◆ **What you are asked to do**:
Locate every line in the records below that contains the string "hair", and copy each of those lines in full.

◇ ◇ ◇

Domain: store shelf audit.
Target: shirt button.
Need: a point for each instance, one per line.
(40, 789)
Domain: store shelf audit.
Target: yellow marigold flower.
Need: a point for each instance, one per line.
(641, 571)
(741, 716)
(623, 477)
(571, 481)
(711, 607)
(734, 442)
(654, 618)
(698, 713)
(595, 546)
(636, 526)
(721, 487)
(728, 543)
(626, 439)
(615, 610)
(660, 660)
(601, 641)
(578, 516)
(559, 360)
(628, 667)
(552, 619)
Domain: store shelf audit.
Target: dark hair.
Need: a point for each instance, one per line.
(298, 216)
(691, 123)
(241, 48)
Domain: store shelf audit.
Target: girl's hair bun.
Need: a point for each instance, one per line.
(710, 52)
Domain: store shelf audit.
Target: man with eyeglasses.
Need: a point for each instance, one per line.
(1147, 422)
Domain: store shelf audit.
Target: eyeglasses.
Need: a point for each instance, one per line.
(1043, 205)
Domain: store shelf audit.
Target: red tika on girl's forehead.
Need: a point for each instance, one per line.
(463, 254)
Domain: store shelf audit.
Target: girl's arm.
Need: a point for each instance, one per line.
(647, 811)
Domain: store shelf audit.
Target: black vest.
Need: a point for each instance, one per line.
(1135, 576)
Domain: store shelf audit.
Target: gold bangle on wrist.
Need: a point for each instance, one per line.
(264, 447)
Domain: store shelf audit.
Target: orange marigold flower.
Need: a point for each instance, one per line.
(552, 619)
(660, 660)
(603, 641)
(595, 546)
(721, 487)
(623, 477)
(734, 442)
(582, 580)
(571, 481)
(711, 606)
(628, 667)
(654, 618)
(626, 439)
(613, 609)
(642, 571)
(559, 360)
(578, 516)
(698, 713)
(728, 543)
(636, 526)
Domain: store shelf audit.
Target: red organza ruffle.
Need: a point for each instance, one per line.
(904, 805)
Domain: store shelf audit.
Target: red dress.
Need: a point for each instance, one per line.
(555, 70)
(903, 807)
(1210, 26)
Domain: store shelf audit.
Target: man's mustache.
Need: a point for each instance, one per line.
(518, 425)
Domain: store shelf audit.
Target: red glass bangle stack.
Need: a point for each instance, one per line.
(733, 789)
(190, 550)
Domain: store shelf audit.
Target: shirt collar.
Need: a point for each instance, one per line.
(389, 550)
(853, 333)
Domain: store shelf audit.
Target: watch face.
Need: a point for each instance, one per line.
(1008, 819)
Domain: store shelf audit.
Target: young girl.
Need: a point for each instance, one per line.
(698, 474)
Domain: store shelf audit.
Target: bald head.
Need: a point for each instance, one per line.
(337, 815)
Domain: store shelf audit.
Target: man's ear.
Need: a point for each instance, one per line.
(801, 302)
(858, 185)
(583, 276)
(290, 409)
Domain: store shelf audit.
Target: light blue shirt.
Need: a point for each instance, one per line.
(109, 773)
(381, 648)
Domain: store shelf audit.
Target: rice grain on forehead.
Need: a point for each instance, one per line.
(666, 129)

◇ ◇ ◇

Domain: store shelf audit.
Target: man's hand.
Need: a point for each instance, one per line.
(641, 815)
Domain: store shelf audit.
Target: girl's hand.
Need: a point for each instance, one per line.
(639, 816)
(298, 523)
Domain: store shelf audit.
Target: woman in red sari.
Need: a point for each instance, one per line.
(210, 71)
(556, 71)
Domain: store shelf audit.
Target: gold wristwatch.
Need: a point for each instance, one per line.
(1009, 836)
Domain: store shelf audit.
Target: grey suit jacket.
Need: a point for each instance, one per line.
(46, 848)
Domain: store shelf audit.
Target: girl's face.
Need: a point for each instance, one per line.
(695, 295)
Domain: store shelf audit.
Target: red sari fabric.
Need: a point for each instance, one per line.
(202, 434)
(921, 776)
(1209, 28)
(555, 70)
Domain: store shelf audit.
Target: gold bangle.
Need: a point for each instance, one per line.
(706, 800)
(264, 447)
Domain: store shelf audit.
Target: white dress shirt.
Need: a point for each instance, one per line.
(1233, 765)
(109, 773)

◇ ◇ ◇

◆ **Task solution**:
Target: dark hair.
Target: girl's hair bun.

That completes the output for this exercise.